TU OBJETIVO: Transcribe, por favor, sin cambios un fragmento del texto sobre el reencuentro con el fútbol: comienza en las palabras que contienen «El reencuentro» y termina después de «ese maravilloso reencuentro.».

TEXTO SELECCIONADO:

++++++++++

El reencuentro
«Quería tener botines, usar medias de fútbol, camisetas, canilleras y demás. Quería jugar al fútbol», escribe Marianela Ponce. Sus padres la bancaron desde niña. Sin embargo, como le sucedió a todas, después de esa edad tuvo que dejar. Hasta que un día volvió y se dio ese maravilloso reencuentro.
Por Marianela Ponce
Desde que tengo uso de razón reconozco mejor a una pelota que a una muñeca. ¿Siendo nena? Sí, siendo nena, ¿Qué loco no? Seguramente en aquel tiempo muchos habrán pensado “pobre madre, a la hija le gusta correr atrás de una pelota en vez de jugar con las muñecas, como debería ser”. Por suerte en casa no regían esas reglas y mi hermano me dejaba jugar con él, aunque no fuera tan divertido como jugar con sus amigos.
Yo quería ser como “el Eze”, mi hermano, y hacer todo lo que él hacía. Quería tener botines, usar medias de fútbol, camisetas, canilleras y demás. Quería jugar al fútbol. Y así fue como me llevaron a mi primer entrenamiento por el año 1996, imagínense mi felicidad. Mi mamá me acompañó durante toda la práctica y yo feliz de andar corriendo atrás de una pelota con mis compañeros varones, obvio, porque en el pueblo a qué nena se le iba a ocurrir jugar al fútbol si era una “locura”. Y déjenme decirles que es una hermosa locura.

++++++++++

FRAGMENTO DE ORIGEN:
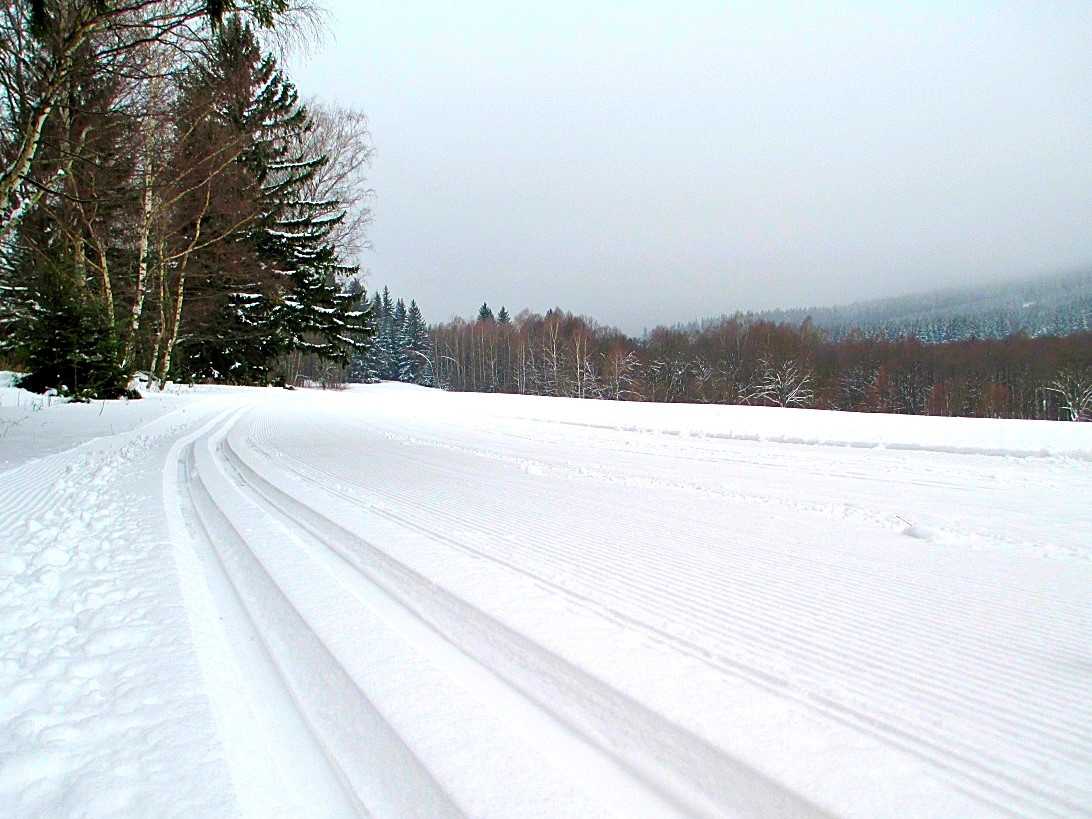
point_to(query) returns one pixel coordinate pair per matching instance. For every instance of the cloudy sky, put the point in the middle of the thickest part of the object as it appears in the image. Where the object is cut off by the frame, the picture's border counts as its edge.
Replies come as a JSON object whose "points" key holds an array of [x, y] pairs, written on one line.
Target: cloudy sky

++++++++++

RESPUESTA FINAL:
El reencuentro
«Quería tener botines, usar medias de fútbol, camisetas, canilleras y demás. Quería jugar al fútbol», escribe Marianela Ponce. Sus padres la bancaron desde niña. Sin embargo, como le sucedió a todas, después de esa edad tuvo que dejar. Hasta que un día volvió y se dio ese maravilloso reencuentro.